-- TASK --
Set out the lines of the records below as a numbered list, omitting any blank lines.

+++++

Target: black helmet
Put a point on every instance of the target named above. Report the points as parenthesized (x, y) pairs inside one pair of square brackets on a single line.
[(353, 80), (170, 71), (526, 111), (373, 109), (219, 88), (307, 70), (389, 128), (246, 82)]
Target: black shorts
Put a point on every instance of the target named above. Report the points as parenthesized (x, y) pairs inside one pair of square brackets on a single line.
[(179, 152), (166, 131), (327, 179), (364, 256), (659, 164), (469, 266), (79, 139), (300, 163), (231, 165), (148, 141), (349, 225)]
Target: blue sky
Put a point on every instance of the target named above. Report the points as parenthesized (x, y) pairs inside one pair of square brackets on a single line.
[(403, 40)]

+++++

-- OUTPUT OF THE EXERCISE --
1. Target: black helmet
2. Put a point on every instance of the target named above. Report the points as parenthesized (x, y) pairs inside one pair of square brackets on a single line.
3. [(353, 80), (170, 71), (526, 111), (373, 109), (219, 88), (307, 70), (389, 128), (246, 82)]
4. Target: black shorts
5. Put a point on every instance of the target named above. Report the points as parenthesized (x, y) pairs inside one pair of square brackets on a single line.
6. [(179, 152), (166, 131), (327, 179), (364, 256), (659, 164), (469, 266), (79, 139), (300, 163), (231, 165), (148, 141), (349, 225)]
7. Target: blue sky
8. Put a point on every instance of the target named above. Report the points as parenthesized (x, y) pairs inside one pair of square brackets on a single line.
9. [(403, 40)]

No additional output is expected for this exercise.